── MATERIAL SUPPLIED ──

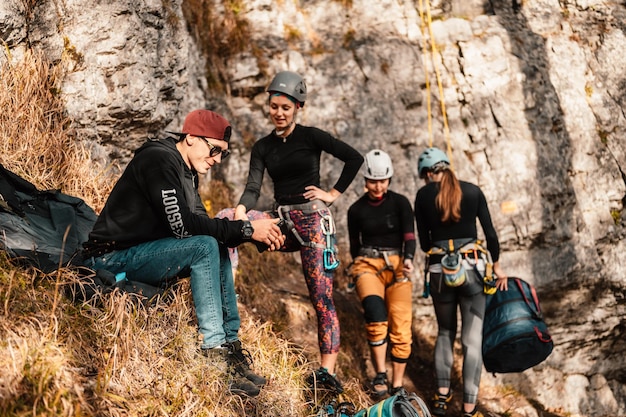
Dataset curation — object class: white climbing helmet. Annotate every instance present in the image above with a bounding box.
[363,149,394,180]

───
── MATERIAL SUPPLIED ──

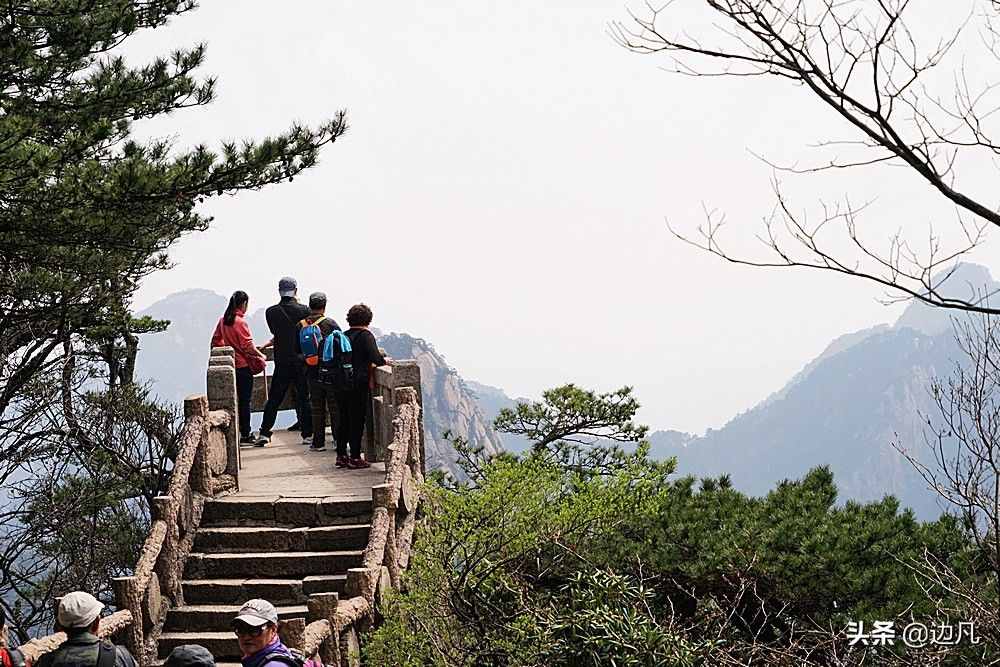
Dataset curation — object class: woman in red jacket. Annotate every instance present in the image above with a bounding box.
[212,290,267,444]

───
── MATERIAL SUPPLIED ──

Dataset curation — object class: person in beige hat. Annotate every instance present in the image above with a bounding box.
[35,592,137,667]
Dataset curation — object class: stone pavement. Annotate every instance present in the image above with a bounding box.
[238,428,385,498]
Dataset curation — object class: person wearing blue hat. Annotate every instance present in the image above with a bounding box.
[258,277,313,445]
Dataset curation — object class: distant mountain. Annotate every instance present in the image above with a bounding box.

───

_PROBLEM_. Which lines run from the one holding "Dataset curation — object class: person in" through the one holding "Dataset curation — object class: distant" in the records above? Repeat them exactly, both included, and nothing more.

_RESPONSE AREA_.
Dataset curation — object class: person in beige hat. Annotate every instance present in the image above with a bounding box.
[35,592,137,667]
Dataset curation — object class: stone pavement. Annotate every instance present in the image above with a bounding box.
[238,428,385,498]
Dataset curation — object class: person wearing blue hat. Annotate every instance present in the image above with a bounding box.
[258,277,313,445]
Dataset curation — object class: distant mountain. Annotate every instance present in the image above with a bounding box.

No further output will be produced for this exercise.